▶ Requirement
Without any images, write the data out exactly as it appears.

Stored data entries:
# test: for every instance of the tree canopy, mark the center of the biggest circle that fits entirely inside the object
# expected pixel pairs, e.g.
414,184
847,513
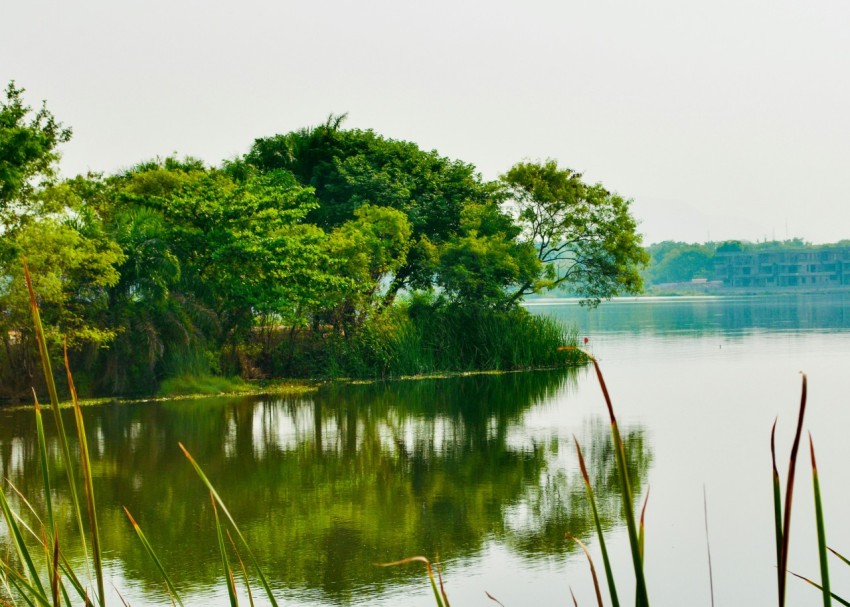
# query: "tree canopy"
584,235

▶ Task result
# test: for every instance of the tree canopy, mark the center of the biggest circle that fits entirely inside the object
# expected pixel pairs, e.g.
414,184
847,513
# query: "tree canopy"
584,235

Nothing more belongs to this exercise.